----- EXTRACT PROVIDED -----

Wuhan begins city-wide COVID-19 testing after new local infections since June 2020
Published: Aug 03, 2021 11:49 AM
Wuhan Photo: CFP

Residents line up for nucleic acid test in Wuhan. File Photo: CFP


Wuhan in Central China's Hubei Province will conduct city-wide COVID-19 testing, as the city has upgraded its epidemic response measures in the face of the recent outbreak, locking down the area where local infections were reported while upgrading its risk levels. The city's subway has adopted stricter anti-epidemic rules, and all schools have been closed. 

A total of six confirmed cases and eight asymptomatic cases were reported in the latest round of infections, none of which has developed into severe cases, the provincial health commission said on Tuesday at a press briefing.

The local infections in Hubei are of the Delta variant related to the virus spread in Huai'an, East China's Jiangsu Province, authorities noted.

A Wuhan resident surnamed Xiao told the Global Times that her residential community has set up a site for nucleic acid testing this morning.

Wuhan reported seven local COVID-19 cases on Monday, breaking the zero infection record since June 2020.

-----

TASK DESCRIPTION: According to the article on Wuhan's COVID-19 testing, which variant were the local infections in Hubei?

----- DATA SHOWN -----

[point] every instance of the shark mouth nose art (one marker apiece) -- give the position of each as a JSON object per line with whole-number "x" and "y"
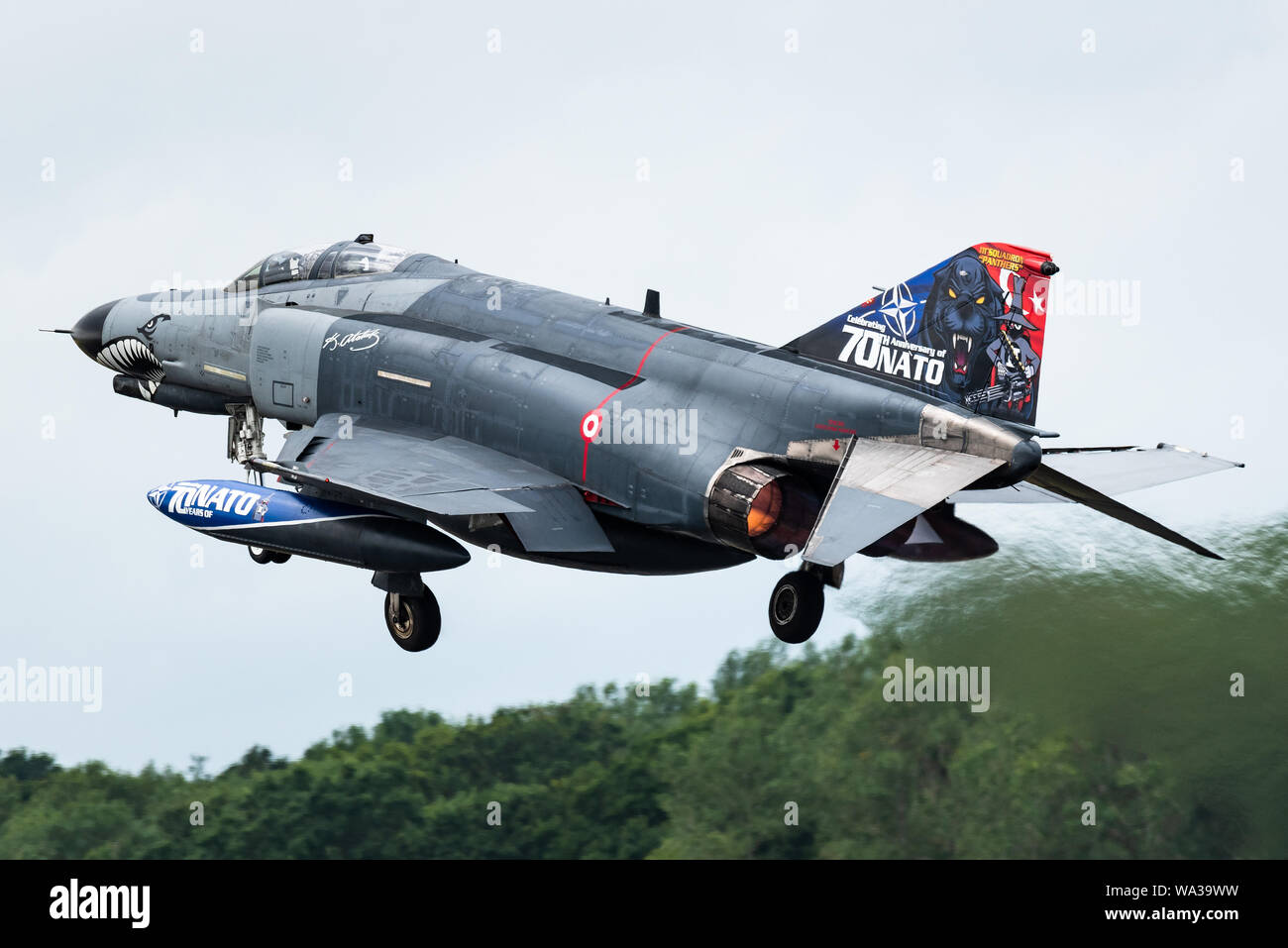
{"x": 132, "y": 357}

-----

YOUR SOLUTION: The Delta variant, related to the virus spread in Huai'an, Jiangsu Province.